= Supplied information =
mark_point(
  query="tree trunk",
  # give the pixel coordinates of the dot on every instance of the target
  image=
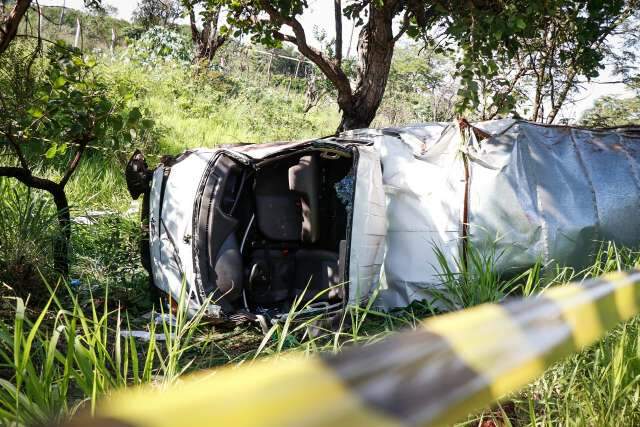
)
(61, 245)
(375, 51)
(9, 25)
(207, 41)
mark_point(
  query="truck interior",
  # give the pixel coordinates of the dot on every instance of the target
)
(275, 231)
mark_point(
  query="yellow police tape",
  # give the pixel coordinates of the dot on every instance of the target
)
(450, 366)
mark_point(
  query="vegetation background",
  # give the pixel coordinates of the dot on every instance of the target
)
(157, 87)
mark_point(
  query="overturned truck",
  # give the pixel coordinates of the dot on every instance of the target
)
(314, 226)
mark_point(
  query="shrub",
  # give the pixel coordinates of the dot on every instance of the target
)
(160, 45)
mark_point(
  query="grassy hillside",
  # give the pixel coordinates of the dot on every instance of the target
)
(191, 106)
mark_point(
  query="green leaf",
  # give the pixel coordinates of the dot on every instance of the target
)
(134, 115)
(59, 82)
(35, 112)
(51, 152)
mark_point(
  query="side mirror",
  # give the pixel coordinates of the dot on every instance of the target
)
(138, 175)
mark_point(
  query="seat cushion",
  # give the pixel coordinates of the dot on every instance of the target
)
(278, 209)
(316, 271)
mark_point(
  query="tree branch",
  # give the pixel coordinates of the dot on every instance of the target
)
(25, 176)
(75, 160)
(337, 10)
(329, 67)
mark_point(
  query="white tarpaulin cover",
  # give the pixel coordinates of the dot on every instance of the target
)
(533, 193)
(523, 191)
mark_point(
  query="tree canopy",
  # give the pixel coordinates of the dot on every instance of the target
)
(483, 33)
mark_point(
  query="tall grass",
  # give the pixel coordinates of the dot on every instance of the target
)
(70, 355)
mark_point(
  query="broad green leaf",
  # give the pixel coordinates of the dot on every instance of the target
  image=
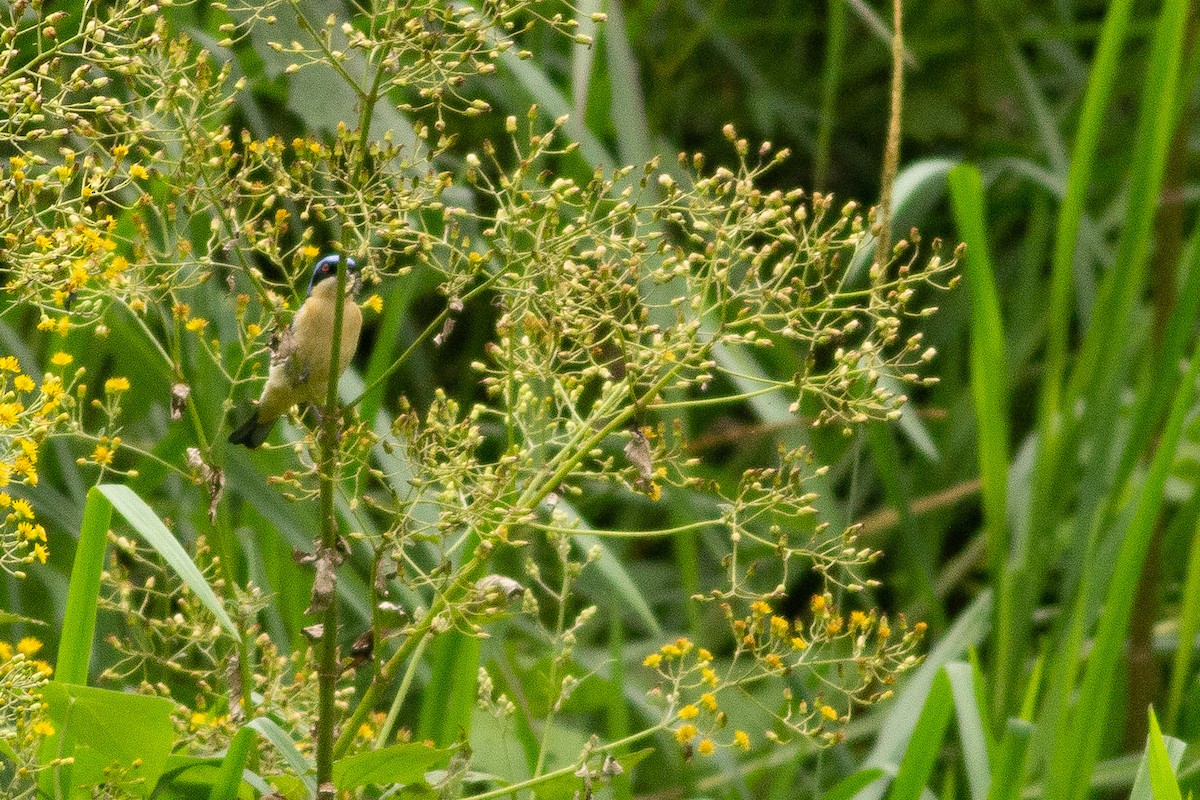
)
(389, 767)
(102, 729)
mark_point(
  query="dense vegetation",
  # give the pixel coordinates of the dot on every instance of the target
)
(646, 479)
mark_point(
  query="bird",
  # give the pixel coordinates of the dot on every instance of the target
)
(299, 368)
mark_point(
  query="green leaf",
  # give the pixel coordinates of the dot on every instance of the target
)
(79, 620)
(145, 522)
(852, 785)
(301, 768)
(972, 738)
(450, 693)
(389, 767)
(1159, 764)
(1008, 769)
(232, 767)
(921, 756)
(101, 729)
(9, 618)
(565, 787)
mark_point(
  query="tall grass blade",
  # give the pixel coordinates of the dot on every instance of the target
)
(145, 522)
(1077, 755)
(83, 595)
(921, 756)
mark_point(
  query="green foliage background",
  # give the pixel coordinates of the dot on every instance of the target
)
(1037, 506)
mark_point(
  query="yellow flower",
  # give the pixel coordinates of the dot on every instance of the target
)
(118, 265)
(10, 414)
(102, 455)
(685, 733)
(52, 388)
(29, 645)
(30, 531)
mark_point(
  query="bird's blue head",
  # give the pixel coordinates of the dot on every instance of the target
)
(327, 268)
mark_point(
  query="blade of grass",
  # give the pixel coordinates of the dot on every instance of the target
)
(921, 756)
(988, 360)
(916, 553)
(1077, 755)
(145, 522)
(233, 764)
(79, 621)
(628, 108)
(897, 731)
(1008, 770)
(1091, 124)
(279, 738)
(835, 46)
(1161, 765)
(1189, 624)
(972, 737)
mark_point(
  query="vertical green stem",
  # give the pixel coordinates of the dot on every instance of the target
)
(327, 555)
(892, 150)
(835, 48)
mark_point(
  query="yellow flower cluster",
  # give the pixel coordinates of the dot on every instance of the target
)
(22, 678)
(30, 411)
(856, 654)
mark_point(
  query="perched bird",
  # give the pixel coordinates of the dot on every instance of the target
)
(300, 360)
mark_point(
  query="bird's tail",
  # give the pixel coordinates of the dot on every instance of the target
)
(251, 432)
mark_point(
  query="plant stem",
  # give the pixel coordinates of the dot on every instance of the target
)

= Task directions =
"tall" is the string to look for; please copy every line of the records above where it appears.

= Final answer =
  query="tall grass",
  query="tall grass blade",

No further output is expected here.